(What needs to be done):
Print the part of the listing that opens with the line containing "Target: ceiling fan motor housing" and closes with the listing's end, reproducing those lines verbatim.

## Begin Supplied material

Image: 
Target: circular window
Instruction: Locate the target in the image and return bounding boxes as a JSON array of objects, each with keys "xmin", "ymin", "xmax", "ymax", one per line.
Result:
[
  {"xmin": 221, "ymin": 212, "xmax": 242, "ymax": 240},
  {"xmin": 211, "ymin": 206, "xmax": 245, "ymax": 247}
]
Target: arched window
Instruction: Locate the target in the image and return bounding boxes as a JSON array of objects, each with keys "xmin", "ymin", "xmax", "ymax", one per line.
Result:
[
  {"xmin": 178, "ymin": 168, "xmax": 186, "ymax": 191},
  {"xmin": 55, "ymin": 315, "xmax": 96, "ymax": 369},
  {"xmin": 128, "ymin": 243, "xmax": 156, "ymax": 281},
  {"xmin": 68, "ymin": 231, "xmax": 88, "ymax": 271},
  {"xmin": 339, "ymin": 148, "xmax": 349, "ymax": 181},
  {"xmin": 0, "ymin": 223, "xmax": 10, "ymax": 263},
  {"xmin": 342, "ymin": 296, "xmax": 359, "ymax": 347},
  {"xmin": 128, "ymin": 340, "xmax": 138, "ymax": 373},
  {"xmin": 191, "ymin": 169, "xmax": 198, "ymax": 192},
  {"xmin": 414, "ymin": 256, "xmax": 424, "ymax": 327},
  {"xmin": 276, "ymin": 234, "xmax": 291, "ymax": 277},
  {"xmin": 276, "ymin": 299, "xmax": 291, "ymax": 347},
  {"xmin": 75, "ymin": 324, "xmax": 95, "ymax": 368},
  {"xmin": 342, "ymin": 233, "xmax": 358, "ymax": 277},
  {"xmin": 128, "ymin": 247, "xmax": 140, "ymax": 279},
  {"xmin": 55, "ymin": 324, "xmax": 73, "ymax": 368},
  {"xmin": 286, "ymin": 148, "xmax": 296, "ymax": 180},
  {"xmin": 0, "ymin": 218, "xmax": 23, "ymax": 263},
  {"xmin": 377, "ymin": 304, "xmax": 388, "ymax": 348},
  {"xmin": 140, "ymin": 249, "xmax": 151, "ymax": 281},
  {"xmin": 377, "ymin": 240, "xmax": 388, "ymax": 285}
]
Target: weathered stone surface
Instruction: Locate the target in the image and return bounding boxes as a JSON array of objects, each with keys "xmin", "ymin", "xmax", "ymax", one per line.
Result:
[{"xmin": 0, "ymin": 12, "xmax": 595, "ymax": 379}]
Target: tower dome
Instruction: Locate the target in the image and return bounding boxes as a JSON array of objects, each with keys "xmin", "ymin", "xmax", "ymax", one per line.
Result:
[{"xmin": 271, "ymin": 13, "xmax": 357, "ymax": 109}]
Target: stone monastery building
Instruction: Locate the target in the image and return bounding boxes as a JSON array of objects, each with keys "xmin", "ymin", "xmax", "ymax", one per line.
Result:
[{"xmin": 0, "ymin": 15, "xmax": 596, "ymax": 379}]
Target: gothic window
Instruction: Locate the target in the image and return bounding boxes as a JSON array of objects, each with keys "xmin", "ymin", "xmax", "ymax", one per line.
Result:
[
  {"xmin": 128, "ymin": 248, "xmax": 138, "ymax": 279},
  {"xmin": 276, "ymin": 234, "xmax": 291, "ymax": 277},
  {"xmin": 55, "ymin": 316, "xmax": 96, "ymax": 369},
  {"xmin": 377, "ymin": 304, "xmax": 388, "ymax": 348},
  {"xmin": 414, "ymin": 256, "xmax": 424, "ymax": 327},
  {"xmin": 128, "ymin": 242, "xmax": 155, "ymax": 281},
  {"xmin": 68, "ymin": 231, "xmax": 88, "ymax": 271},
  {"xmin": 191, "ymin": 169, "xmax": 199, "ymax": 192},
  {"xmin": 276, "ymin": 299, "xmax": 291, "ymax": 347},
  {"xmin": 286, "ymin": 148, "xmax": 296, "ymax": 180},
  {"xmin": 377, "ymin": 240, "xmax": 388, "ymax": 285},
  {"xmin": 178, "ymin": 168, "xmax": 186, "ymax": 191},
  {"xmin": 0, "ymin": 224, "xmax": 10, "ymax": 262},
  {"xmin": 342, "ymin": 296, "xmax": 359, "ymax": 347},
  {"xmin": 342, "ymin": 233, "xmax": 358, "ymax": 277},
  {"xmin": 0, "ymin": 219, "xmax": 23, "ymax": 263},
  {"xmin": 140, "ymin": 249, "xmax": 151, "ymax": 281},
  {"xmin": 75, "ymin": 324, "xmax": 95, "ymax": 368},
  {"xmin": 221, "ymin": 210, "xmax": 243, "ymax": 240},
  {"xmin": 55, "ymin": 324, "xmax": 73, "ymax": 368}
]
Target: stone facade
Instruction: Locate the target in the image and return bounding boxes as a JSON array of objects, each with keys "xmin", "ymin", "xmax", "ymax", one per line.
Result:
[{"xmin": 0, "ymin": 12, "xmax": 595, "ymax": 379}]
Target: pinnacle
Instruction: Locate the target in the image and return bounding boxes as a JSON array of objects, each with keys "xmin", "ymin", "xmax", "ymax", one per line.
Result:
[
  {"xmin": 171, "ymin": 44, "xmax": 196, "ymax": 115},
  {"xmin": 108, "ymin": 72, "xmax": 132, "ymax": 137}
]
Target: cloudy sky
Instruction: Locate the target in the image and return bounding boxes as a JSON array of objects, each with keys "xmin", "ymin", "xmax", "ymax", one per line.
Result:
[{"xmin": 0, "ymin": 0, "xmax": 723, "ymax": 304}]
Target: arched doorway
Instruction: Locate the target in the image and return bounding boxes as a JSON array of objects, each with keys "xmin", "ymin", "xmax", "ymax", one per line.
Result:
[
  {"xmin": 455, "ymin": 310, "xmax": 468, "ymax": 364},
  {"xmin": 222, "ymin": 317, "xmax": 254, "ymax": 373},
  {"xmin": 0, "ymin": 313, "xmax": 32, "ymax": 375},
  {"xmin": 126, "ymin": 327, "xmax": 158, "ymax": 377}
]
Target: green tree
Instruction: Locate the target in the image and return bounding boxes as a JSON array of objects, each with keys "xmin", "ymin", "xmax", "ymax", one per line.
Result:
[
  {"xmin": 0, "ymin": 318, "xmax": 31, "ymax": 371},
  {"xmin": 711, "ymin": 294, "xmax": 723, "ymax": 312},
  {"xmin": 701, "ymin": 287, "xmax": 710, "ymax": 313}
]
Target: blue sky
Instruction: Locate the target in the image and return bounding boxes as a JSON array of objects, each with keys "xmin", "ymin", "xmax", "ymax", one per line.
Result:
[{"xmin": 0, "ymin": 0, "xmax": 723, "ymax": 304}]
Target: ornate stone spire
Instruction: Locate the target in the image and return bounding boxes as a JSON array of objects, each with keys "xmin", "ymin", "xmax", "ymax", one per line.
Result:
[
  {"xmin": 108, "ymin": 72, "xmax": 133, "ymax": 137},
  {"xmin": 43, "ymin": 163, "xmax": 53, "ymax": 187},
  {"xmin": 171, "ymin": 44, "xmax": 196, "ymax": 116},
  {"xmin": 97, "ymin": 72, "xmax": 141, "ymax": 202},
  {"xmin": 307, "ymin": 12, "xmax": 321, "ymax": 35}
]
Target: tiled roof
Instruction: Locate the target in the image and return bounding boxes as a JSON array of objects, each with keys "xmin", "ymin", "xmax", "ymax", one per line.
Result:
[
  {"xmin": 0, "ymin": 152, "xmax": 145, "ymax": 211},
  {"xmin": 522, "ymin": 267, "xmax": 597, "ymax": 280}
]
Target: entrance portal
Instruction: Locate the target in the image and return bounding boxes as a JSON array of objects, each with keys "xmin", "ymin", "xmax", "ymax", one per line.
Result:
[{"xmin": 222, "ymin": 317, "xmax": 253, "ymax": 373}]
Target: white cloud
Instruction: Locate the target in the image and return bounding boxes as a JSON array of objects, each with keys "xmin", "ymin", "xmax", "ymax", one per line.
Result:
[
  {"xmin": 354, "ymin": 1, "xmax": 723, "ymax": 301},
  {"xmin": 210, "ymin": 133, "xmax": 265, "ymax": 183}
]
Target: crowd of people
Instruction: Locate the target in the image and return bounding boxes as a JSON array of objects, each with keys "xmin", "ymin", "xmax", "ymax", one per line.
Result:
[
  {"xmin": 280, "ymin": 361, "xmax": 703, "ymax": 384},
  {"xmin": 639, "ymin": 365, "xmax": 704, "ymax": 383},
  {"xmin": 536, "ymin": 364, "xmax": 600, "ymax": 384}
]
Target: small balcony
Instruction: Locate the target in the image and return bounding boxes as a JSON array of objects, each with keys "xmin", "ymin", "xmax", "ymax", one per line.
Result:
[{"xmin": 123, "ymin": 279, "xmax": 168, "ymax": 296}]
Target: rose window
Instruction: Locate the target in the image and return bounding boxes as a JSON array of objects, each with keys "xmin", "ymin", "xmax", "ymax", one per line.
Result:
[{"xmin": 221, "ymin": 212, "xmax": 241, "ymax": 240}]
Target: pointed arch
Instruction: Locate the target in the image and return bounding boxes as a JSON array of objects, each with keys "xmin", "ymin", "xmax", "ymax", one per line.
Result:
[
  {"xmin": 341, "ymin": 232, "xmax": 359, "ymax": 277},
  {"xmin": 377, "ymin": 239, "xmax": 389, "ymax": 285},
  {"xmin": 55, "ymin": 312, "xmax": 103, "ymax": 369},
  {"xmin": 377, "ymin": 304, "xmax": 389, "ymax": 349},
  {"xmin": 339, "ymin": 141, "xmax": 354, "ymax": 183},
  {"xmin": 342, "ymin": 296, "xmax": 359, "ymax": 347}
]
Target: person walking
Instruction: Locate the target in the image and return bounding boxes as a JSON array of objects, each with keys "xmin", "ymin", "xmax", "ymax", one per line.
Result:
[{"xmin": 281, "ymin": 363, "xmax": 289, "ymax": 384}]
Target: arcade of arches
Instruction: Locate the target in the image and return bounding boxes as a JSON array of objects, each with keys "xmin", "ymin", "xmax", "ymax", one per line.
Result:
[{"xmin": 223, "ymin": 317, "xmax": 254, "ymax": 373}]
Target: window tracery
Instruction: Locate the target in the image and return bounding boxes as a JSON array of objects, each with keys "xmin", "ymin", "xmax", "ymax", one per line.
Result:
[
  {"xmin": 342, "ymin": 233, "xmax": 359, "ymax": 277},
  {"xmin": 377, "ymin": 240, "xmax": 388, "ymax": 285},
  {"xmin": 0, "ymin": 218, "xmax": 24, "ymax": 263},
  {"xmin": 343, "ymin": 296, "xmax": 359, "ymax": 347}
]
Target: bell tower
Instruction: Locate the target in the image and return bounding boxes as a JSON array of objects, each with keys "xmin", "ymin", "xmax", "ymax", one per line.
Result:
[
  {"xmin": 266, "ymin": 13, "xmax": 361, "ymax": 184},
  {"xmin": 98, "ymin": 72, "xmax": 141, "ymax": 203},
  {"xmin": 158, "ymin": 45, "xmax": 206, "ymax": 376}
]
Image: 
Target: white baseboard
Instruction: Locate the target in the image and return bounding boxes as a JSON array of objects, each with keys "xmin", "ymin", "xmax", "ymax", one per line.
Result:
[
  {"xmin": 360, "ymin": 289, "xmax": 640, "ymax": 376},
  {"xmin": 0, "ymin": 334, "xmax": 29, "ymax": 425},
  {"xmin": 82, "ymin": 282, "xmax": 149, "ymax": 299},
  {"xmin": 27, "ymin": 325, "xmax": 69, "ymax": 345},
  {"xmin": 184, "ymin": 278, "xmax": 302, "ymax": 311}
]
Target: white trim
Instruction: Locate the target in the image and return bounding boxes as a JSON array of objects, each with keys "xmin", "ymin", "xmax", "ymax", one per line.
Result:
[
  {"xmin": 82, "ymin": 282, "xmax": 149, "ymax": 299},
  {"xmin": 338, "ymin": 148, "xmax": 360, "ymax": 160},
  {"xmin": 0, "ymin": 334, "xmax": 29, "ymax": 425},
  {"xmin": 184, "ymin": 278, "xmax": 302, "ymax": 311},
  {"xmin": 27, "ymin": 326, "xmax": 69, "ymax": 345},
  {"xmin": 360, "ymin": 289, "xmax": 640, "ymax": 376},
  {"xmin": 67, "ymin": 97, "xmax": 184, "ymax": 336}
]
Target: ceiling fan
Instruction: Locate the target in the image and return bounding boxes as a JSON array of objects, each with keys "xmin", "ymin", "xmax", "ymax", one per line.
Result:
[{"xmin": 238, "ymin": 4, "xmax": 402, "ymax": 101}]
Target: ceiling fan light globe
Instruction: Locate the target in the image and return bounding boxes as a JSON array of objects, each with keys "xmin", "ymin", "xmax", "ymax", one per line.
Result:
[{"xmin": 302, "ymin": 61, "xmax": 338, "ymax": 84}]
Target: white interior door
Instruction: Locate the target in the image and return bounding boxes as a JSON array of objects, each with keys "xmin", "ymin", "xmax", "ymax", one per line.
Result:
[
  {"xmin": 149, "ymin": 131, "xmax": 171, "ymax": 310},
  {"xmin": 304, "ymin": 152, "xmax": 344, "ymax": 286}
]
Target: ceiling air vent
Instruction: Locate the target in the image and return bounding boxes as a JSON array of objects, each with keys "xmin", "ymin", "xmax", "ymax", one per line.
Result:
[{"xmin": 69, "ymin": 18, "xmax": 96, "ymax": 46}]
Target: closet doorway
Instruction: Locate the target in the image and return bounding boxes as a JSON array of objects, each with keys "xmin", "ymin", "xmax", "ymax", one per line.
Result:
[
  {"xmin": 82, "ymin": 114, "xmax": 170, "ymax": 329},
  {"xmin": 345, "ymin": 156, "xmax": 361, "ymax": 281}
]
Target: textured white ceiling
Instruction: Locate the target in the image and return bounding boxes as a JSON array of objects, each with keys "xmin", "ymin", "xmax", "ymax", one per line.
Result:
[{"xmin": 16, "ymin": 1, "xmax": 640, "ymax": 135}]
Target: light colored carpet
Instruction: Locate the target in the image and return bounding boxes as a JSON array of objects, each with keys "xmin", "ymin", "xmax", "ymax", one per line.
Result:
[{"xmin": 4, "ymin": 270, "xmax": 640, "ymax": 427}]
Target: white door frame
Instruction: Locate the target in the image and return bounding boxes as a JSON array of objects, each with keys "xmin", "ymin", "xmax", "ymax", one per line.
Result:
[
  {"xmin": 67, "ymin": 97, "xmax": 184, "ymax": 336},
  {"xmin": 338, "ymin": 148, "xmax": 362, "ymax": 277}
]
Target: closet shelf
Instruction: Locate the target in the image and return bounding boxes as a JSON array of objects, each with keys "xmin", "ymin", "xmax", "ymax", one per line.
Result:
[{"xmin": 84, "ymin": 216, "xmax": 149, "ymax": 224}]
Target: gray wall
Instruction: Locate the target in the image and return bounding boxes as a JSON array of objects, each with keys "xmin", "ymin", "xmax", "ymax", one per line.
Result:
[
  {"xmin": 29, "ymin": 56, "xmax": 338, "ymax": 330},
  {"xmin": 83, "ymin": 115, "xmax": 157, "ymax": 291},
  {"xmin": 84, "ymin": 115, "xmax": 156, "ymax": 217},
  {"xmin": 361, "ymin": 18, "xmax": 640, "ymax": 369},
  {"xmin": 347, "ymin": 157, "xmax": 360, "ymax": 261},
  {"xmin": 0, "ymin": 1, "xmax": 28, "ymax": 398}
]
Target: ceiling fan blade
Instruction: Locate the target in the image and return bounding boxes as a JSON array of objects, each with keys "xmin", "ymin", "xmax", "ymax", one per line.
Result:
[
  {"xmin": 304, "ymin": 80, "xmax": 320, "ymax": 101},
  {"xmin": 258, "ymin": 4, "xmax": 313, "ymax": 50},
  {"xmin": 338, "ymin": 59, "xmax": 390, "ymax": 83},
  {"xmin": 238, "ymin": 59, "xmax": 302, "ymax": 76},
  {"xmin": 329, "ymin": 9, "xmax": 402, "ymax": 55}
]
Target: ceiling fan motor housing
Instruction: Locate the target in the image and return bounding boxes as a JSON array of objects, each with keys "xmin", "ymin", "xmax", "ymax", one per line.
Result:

## End Supplied material

(Exercise answer):
Target: ceiling fan motor housing
Instruction: Locate the target in the image and return bounding boxes as a JSON array of objects, each with keys "xmin", "ymin", "xmax", "ymax", one per line.
Result:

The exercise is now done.